» Task set
1. How would this sentence from the passage on winter and happiness read in Spanish: "The answer lies within the mind frame towards the winter season."?
2. Could you extend the passage on winter and happiness with a few sentences that pick up after its last line?

======== Excerpt to read ========

According to the 2017 World Happiness Report, Switzerland, Iceland, Norway, Denmark, Canada, Finland and Sweden are amongst the top ten happiest countries in the World. These countries all have one thing in common: the longest and coldest countries in the World. So why do these areas have the happiest citizens if the majority of the year is categorized by darkness, cold weather, and snow? The answer lies within the mind frame towards the winter season. By utilizing a mindfulness based approach to winter, means the acceptance of the cold- therefore finding ways to take advantage of the season like spending quality time with friends and family, taking up a new hobby, and truly focusing on self and wellbeing.
When we think of winter, there is a very “doom & gloom” undertone associated with this time of year. It is common for individuals to retract themselves socially and spend time inside, alone and continuously watching the weather- just waiting for the first signs of springtime. This practice may increase one’s likelihood of SAD- including side effects such as fatigue, lack of motivation, unhealthy eating habits, and of course the feeling of loneliness. The overall goal of hygge however, is to ensure “togetherness” as an intrinsic part of winter time.

======== Data supplied ========

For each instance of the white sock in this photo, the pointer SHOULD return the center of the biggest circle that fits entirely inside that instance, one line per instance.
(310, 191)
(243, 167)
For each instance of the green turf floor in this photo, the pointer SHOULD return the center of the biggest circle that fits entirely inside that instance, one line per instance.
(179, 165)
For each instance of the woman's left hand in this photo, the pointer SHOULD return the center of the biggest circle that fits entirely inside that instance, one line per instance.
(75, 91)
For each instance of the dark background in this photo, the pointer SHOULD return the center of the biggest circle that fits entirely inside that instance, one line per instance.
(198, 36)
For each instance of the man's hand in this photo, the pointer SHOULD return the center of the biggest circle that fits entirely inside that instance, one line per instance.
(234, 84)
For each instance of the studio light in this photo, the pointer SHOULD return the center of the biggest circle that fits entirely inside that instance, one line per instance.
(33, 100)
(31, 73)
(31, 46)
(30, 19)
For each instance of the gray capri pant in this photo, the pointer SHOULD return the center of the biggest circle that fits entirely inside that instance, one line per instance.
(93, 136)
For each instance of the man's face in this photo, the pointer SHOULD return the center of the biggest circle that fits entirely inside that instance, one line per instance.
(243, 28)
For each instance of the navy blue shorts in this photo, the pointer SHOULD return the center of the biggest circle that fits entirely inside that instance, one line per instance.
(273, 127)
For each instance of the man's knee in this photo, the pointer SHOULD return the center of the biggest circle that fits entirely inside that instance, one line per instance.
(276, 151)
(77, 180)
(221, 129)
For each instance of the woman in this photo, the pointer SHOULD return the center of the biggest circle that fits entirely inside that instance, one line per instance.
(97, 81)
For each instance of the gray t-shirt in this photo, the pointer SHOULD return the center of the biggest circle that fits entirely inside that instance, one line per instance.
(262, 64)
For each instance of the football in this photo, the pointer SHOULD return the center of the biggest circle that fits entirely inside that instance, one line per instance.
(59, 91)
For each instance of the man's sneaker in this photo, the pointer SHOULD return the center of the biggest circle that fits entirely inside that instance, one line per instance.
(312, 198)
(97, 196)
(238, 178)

========

» Results of the tasks
1. La respuesta está en la actitud mental hacia la temporada de invierno.

2.
By removing the overall negative connotations associated with winter- we are better able to enjoy time and take advantage of the many things that this season has to offer such as game nights with friends, cozying up and reading a book, or outdoor group activities. So, if your mood is falling as fast as the thermometer, try practicing hygge by making small lifestyle changes to help boost your spirits throughout this winter season.